#### [Required work]
Every entry has to be output exactly, with none skipped.

:: Task inputs ::

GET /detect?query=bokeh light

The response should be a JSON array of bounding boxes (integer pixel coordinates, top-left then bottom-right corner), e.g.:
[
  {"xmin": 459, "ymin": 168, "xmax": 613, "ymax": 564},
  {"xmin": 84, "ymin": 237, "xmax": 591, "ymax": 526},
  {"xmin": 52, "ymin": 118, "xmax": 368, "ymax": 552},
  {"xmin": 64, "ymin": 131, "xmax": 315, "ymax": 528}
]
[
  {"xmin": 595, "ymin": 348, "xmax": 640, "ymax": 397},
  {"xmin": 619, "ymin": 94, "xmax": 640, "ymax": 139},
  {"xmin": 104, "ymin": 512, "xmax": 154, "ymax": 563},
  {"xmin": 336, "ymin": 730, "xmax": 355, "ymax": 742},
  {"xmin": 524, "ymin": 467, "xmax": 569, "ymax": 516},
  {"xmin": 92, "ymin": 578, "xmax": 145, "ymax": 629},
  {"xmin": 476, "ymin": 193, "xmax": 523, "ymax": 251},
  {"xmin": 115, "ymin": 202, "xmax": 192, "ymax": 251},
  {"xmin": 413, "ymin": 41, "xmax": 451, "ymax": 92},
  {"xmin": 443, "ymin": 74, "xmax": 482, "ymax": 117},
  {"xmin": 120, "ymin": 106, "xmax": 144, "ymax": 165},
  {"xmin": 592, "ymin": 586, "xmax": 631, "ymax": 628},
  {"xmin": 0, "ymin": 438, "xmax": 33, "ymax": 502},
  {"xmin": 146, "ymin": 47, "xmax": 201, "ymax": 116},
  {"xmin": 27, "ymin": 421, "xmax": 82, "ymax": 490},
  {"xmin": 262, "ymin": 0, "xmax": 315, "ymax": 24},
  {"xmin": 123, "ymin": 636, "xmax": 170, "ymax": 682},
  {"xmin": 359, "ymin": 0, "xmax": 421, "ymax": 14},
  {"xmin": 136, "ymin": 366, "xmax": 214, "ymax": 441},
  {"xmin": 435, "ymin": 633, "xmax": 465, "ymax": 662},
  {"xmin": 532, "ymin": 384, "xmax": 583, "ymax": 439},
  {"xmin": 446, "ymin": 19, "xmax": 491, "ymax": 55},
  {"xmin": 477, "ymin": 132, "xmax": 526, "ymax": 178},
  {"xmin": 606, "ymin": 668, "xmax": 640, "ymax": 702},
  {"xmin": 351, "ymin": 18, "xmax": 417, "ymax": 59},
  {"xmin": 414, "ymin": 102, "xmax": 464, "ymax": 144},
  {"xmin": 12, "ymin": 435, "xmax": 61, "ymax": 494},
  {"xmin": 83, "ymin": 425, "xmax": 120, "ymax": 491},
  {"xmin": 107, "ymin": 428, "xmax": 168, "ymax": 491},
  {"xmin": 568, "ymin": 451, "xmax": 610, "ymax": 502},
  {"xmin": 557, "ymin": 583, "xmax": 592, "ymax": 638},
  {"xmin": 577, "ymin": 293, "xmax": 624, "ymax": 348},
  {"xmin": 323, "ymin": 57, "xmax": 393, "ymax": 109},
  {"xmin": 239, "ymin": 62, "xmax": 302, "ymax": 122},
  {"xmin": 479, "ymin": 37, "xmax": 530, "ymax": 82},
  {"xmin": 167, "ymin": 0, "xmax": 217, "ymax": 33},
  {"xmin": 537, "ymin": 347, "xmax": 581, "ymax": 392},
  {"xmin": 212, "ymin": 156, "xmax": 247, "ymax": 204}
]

:::

#### [Result]
GET /detect?query=bokeh light

The response should be a JSON array of bounding boxes (integer pixel coordinates, top-left then bottom-right corner), e.g.:
[
  {"xmin": 459, "ymin": 168, "xmax": 613, "ymax": 564},
  {"xmin": 84, "ymin": 237, "xmax": 591, "ymax": 526},
  {"xmin": 52, "ymin": 118, "xmax": 368, "ymax": 552},
  {"xmin": 64, "ymin": 131, "xmax": 315, "ymax": 528}
]
[
  {"xmin": 595, "ymin": 348, "xmax": 640, "ymax": 397},
  {"xmin": 619, "ymin": 94, "xmax": 640, "ymax": 139},
  {"xmin": 104, "ymin": 512, "xmax": 154, "ymax": 563},
  {"xmin": 336, "ymin": 730, "xmax": 355, "ymax": 742},
  {"xmin": 524, "ymin": 467, "xmax": 569, "ymax": 516},
  {"xmin": 92, "ymin": 578, "xmax": 145, "ymax": 629},
  {"xmin": 476, "ymin": 193, "xmax": 523, "ymax": 251},
  {"xmin": 115, "ymin": 202, "xmax": 192, "ymax": 251},
  {"xmin": 413, "ymin": 41, "xmax": 451, "ymax": 92},
  {"xmin": 443, "ymin": 74, "xmax": 482, "ymax": 117},
  {"xmin": 120, "ymin": 106, "xmax": 144, "ymax": 165},
  {"xmin": 592, "ymin": 586, "xmax": 631, "ymax": 628},
  {"xmin": 0, "ymin": 438, "xmax": 33, "ymax": 502},
  {"xmin": 146, "ymin": 47, "xmax": 201, "ymax": 116},
  {"xmin": 27, "ymin": 421, "xmax": 82, "ymax": 490},
  {"xmin": 262, "ymin": 0, "xmax": 315, "ymax": 24},
  {"xmin": 123, "ymin": 636, "xmax": 170, "ymax": 682},
  {"xmin": 359, "ymin": 0, "xmax": 421, "ymax": 14},
  {"xmin": 136, "ymin": 366, "xmax": 214, "ymax": 441},
  {"xmin": 435, "ymin": 633, "xmax": 465, "ymax": 662},
  {"xmin": 532, "ymin": 384, "xmax": 583, "ymax": 439},
  {"xmin": 446, "ymin": 19, "xmax": 491, "ymax": 55},
  {"xmin": 477, "ymin": 132, "xmax": 526, "ymax": 178},
  {"xmin": 606, "ymin": 668, "xmax": 640, "ymax": 702},
  {"xmin": 351, "ymin": 18, "xmax": 417, "ymax": 59},
  {"xmin": 414, "ymin": 102, "xmax": 464, "ymax": 144},
  {"xmin": 12, "ymin": 435, "xmax": 61, "ymax": 494},
  {"xmin": 83, "ymin": 425, "xmax": 120, "ymax": 491},
  {"xmin": 107, "ymin": 428, "xmax": 168, "ymax": 491},
  {"xmin": 568, "ymin": 451, "xmax": 610, "ymax": 502},
  {"xmin": 557, "ymin": 583, "xmax": 592, "ymax": 638},
  {"xmin": 577, "ymin": 293, "xmax": 624, "ymax": 348},
  {"xmin": 323, "ymin": 57, "xmax": 393, "ymax": 109},
  {"xmin": 239, "ymin": 62, "xmax": 302, "ymax": 122},
  {"xmin": 479, "ymin": 37, "xmax": 530, "ymax": 82},
  {"xmin": 167, "ymin": 0, "xmax": 217, "ymax": 33},
  {"xmin": 537, "ymin": 347, "xmax": 581, "ymax": 392},
  {"xmin": 212, "ymin": 156, "xmax": 247, "ymax": 204}
]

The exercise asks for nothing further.